==== Records for the exercise
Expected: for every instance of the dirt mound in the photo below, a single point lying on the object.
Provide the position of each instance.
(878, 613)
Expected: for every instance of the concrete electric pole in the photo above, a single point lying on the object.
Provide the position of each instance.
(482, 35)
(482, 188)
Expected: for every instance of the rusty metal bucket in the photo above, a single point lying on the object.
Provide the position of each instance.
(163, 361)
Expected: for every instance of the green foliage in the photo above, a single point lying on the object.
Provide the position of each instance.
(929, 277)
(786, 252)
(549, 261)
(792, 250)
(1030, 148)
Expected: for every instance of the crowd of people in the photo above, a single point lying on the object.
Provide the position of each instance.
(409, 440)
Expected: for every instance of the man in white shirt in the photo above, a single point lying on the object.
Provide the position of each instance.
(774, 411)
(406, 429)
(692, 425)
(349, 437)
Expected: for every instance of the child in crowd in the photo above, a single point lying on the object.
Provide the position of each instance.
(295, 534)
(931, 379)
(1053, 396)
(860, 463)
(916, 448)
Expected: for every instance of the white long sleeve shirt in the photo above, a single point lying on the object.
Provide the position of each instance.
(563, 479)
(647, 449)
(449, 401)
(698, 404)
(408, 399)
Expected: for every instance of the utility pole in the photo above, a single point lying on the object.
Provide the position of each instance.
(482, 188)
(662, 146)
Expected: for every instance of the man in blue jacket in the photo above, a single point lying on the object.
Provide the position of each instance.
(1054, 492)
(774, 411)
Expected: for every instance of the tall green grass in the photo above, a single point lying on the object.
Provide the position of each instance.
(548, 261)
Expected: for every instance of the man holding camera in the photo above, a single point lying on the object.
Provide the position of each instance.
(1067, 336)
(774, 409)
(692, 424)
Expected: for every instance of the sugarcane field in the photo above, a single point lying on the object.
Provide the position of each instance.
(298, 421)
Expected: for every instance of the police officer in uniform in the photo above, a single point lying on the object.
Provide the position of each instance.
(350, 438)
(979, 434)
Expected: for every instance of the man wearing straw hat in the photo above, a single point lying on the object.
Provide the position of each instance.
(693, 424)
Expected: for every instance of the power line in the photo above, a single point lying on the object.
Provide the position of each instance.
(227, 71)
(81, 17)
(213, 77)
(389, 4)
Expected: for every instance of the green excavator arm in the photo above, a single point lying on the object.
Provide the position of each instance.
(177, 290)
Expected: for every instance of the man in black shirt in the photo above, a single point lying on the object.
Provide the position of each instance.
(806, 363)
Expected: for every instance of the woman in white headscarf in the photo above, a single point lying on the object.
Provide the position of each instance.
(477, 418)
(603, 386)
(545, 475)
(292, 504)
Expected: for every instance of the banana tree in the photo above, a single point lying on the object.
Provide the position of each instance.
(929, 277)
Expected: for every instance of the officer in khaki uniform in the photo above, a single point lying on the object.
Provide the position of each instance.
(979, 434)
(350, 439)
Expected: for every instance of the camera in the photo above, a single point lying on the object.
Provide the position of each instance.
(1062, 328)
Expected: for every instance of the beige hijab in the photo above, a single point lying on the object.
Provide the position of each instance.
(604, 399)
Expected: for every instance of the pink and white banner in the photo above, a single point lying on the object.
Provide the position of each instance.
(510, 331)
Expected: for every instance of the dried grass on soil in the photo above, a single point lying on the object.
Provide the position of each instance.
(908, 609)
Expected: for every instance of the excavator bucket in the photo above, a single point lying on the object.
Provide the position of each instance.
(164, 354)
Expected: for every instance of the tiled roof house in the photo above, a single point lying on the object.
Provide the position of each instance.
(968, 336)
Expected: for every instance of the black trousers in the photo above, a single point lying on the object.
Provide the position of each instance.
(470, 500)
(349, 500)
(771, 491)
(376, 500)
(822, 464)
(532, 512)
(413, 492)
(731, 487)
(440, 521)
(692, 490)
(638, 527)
========
==== Records for the exercise
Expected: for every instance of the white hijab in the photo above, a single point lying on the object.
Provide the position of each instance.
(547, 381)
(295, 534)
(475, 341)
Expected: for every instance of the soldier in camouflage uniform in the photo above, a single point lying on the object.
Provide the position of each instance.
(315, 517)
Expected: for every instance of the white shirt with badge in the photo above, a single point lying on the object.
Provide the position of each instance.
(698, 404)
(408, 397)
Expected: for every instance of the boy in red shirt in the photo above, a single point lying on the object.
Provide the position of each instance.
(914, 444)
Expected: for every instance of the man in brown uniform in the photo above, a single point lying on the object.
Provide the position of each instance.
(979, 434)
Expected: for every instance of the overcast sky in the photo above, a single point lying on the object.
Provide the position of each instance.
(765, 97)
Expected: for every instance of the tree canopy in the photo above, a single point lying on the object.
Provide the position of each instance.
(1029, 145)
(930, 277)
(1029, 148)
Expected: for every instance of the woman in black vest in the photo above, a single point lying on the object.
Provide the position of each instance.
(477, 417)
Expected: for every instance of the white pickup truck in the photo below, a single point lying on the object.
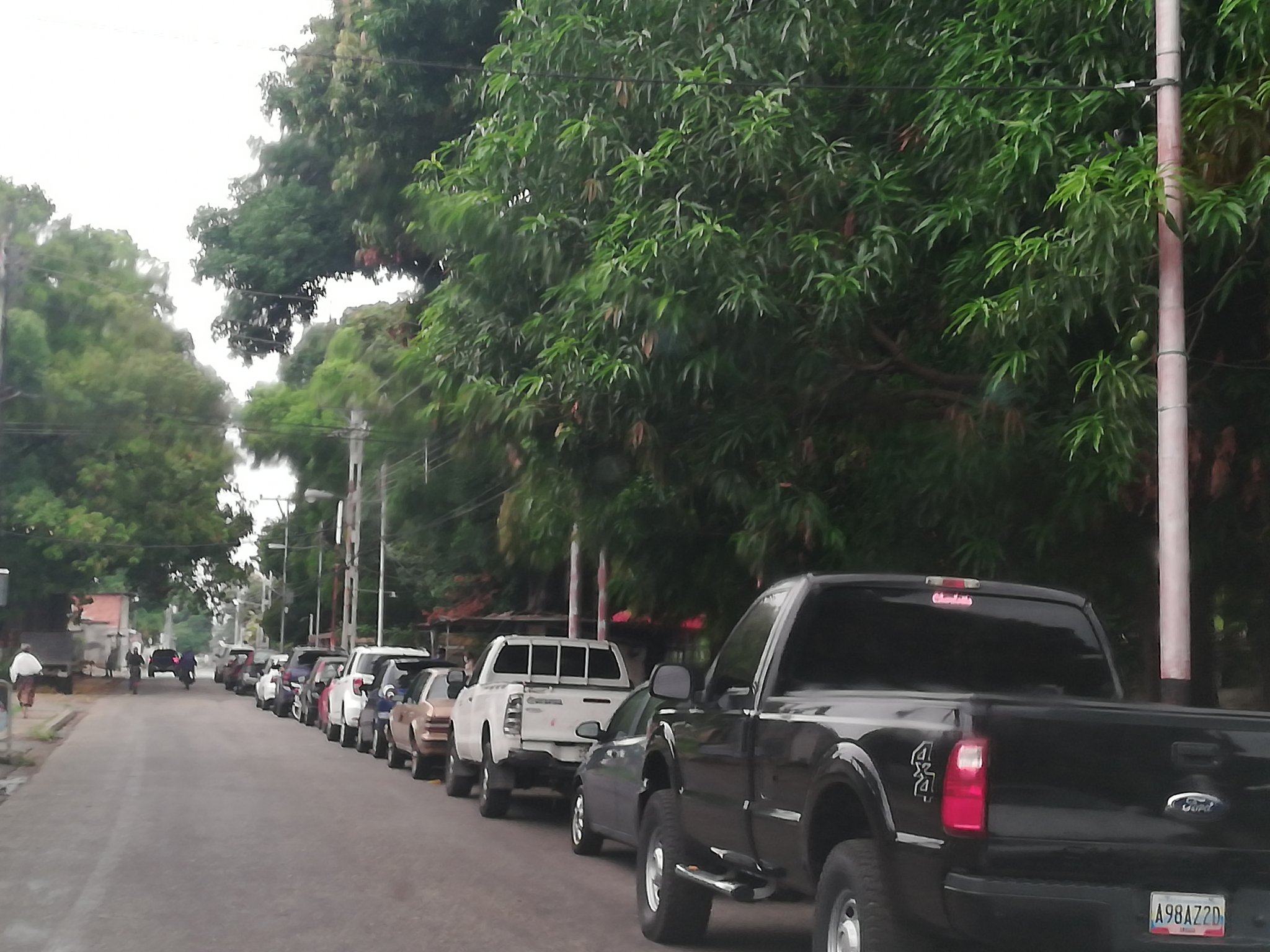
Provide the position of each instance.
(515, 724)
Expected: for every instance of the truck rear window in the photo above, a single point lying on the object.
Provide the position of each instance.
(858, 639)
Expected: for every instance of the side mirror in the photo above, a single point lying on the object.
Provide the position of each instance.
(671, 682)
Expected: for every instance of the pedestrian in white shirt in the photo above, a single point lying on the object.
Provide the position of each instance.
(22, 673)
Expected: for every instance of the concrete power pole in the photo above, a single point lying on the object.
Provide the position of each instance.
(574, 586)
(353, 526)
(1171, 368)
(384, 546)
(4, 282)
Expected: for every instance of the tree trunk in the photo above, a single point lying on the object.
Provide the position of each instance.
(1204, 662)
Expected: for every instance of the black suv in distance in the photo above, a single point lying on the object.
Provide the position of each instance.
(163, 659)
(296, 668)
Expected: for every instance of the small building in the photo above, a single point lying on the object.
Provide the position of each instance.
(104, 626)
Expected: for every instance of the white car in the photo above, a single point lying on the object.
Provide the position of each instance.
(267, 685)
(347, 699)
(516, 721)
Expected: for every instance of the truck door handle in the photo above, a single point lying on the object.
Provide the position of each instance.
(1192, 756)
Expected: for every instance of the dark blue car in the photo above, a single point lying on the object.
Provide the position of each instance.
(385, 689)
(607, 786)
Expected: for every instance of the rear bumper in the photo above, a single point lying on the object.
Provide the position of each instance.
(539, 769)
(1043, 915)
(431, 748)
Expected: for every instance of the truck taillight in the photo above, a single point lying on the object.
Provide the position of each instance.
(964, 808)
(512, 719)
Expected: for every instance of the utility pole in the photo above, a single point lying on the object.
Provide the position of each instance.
========
==== Records for the exercise
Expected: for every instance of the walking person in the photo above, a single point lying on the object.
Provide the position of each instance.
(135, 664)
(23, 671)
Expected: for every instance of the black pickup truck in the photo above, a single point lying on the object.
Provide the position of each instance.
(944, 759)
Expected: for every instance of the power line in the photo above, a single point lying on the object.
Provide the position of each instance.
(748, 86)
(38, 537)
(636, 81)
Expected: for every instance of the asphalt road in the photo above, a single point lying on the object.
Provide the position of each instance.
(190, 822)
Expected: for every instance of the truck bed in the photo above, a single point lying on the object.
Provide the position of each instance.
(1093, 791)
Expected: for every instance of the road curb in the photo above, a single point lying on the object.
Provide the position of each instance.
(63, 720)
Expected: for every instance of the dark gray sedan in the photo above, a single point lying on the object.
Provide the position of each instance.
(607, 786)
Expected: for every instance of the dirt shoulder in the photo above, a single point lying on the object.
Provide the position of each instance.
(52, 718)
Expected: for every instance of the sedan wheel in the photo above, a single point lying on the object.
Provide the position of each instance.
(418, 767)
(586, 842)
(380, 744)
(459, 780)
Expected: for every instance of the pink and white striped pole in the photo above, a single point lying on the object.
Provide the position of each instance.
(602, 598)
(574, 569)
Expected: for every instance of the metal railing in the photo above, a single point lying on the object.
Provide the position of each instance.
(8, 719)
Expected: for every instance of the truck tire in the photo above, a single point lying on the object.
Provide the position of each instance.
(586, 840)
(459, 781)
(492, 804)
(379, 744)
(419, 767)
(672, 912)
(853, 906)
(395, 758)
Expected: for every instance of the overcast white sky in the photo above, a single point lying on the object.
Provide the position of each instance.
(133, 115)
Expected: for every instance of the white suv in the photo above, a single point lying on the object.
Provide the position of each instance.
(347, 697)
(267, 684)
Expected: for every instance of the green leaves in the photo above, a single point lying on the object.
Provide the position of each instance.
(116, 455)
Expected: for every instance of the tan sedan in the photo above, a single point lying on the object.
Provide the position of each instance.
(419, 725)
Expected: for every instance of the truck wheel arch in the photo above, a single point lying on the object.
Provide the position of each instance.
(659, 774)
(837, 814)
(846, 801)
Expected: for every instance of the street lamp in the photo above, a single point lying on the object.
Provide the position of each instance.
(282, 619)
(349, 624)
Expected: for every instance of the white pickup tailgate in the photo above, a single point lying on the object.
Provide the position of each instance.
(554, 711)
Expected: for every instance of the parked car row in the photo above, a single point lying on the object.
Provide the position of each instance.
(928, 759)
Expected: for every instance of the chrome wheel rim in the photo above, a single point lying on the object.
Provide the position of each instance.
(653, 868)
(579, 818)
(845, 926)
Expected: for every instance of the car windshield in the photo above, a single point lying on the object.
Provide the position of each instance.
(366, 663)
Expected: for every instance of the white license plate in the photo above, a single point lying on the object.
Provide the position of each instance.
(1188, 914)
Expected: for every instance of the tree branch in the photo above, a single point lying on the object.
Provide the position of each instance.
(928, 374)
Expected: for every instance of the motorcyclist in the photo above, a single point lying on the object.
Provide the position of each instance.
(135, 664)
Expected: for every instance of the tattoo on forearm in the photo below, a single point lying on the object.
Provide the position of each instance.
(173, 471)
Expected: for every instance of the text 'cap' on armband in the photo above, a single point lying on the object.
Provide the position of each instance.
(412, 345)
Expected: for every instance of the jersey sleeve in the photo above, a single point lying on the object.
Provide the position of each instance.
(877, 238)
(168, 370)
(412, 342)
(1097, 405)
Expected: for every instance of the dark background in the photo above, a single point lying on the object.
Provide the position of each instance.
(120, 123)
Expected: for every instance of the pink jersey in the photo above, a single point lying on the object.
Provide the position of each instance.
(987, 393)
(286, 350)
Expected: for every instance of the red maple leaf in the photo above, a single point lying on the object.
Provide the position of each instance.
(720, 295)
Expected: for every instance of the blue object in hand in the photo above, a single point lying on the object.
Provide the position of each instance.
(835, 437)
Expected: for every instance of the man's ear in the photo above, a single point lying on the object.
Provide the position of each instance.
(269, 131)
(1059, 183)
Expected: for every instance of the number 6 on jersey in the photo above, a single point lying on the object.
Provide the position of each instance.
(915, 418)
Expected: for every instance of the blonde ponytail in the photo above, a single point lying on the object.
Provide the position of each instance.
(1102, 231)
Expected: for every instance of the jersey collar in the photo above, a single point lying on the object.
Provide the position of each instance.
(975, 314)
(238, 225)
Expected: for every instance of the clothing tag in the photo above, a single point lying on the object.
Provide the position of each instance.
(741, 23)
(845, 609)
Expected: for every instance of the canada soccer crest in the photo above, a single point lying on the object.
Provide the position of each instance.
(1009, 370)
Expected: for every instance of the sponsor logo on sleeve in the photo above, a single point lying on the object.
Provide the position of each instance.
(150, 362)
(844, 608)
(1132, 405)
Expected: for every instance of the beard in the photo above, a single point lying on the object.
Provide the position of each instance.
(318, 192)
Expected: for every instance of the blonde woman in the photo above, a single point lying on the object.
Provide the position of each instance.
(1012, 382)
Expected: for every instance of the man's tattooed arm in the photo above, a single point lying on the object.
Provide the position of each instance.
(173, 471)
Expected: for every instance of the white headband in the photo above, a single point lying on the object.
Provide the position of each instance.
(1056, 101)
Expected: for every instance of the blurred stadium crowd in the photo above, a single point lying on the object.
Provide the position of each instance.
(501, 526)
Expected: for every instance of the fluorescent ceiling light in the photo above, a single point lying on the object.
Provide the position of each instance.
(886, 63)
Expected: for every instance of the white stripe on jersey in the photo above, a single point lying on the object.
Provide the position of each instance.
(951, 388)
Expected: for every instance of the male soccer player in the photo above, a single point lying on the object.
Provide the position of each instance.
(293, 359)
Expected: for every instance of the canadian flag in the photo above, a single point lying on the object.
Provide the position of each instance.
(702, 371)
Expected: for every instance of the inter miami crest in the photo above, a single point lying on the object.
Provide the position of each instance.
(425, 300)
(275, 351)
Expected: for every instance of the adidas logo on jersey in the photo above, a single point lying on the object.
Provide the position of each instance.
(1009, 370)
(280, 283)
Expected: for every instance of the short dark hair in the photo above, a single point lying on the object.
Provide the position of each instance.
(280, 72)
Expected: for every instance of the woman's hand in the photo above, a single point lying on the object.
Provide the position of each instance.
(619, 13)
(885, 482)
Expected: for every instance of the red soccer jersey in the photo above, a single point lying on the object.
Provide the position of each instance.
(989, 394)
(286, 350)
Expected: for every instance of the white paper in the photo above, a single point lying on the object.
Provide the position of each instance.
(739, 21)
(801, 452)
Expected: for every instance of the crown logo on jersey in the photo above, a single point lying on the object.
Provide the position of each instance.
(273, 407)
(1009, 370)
========
Among the records, find the lines that contain "uniform" and copy each of them.

▶ _Answer to this exercise_
Expected: for every instance of the police officer in uniform in the photo above, a single point lying on the object.
Expected: for every instance of the officer in khaki uniform in the photo above, a single point lying on the object.
Expected: for every instance of the soldier in camouflage uniform in the photo above, a single point lying on the object.
Expected: for every instance of the man in brown uniform in the photo above, a single point lying on the object.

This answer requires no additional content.